> [Exercise]: Note each line in the data holding the string "front" and report it.

> [Records supplied]:
■ ■ ■ ■ ■ ■ ■
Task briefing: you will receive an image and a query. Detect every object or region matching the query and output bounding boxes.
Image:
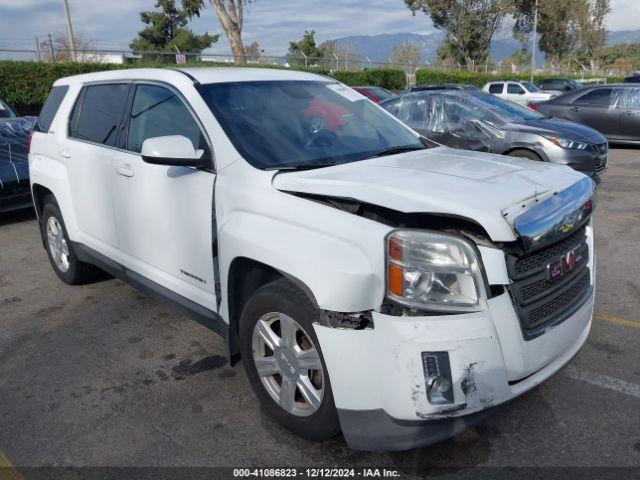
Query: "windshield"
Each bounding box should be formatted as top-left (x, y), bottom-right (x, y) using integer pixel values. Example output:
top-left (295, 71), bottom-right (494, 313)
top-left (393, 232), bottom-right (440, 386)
top-left (470, 93), bottom-right (544, 122)
top-left (521, 81), bottom-right (541, 93)
top-left (365, 86), bottom-right (395, 100)
top-left (0, 99), bottom-right (16, 119)
top-left (197, 81), bottom-right (424, 170)
top-left (568, 79), bottom-right (582, 89)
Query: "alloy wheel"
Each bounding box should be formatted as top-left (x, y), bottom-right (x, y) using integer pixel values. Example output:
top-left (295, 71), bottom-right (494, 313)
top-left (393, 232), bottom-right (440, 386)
top-left (251, 312), bottom-right (324, 417)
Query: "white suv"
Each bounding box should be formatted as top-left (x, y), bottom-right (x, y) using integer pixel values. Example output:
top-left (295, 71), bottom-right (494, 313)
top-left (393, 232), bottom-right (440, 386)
top-left (483, 80), bottom-right (560, 106)
top-left (29, 68), bottom-right (596, 451)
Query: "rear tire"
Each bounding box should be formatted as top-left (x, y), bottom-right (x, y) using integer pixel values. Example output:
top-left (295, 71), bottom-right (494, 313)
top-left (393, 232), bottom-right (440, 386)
top-left (507, 149), bottom-right (543, 161)
top-left (41, 195), bottom-right (99, 285)
top-left (239, 278), bottom-right (341, 441)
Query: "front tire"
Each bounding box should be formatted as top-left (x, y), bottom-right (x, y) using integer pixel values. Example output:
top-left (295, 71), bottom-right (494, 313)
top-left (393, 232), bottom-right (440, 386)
top-left (239, 279), bottom-right (340, 441)
top-left (507, 149), bottom-right (543, 161)
top-left (41, 196), bottom-right (99, 285)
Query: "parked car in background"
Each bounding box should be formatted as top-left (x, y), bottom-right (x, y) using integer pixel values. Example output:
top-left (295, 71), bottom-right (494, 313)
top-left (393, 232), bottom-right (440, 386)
top-left (483, 80), bottom-right (560, 106)
top-left (381, 91), bottom-right (607, 181)
top-left (352, 86), bottom-right (395, 103)
top-left (533, 84), bottom-right (640, 144)
top-left (0, 97), bottom-right (37, 213)
top-left (30, 68), bottom-right (597, 451)
top-left (409, 83), bottom-right (480, 92)
top-left (623, 74), bottom-right (640, 83)
top-left (538, 78), bottom-right (583, 93)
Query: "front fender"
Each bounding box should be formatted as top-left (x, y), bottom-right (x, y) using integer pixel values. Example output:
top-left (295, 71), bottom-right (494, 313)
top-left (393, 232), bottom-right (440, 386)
top-left (216, 165), bottom-right (392, 319)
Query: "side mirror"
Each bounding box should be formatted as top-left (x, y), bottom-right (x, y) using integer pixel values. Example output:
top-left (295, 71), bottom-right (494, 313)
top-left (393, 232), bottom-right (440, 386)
top-left (141, 135), bottom-right (209, 168)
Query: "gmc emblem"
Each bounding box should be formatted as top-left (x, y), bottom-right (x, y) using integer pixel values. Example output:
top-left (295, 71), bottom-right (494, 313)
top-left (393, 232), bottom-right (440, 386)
top-left (547, 245), bottom-right (586, 282)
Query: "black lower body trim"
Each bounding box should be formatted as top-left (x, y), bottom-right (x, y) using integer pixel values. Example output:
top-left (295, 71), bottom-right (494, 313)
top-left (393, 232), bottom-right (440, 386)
top-left (72, 242), bottom-right (232, 352)
top-left (337, 406), bottom-right (497, 451)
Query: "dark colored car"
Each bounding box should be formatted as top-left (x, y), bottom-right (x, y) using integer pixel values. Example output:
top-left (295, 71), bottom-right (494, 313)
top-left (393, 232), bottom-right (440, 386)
top-left (381, 91), bottom-right (607, 181)
top-left (533, 84), bottom-right (640, 144)
top-left (538, 78), bottom-right (583, 92)
top-left (0, 98), bottom-right (37, 213)
top-left (623, 74), bottom-right (640, 83)
top-left (352, 86), bottom-right (395, 103)
top-left (409, 83), bottom-right (480, 92)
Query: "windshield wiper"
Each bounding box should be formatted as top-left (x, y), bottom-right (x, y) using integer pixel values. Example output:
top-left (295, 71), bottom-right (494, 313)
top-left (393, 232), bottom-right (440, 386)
top-left (363, 145), bottom-right (426, 160)
top-left (266, 161), bottom-right (340, 171)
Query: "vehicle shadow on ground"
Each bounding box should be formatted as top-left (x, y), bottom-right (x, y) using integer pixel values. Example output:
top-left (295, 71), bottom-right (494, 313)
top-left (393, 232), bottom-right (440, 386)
top-left (0, 207), bottom-right (36, 227)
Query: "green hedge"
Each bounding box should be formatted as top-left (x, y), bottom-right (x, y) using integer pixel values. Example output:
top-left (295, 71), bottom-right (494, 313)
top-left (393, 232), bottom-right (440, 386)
top-left (0, 60), bottom-right (405, 115)
top-left (415, 68), bottom-right (622, 87)
top-left (331, 68), bottom-right (406, 90)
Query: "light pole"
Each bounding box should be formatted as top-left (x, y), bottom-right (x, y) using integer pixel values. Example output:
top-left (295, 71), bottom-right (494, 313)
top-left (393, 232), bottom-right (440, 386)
top-left (62, 0), bottom-right (77, 61)
top-left (530, 0), bottom-right (539, 83)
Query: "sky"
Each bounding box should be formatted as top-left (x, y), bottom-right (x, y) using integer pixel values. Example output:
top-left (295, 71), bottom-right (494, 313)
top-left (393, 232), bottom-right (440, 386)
top-left (1, 0), bottom-right (639, 56)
■ ■ ■ ■ ■ ■ ■
> [Response to the exercise]:
Query: "front tire"
Query: "front fender"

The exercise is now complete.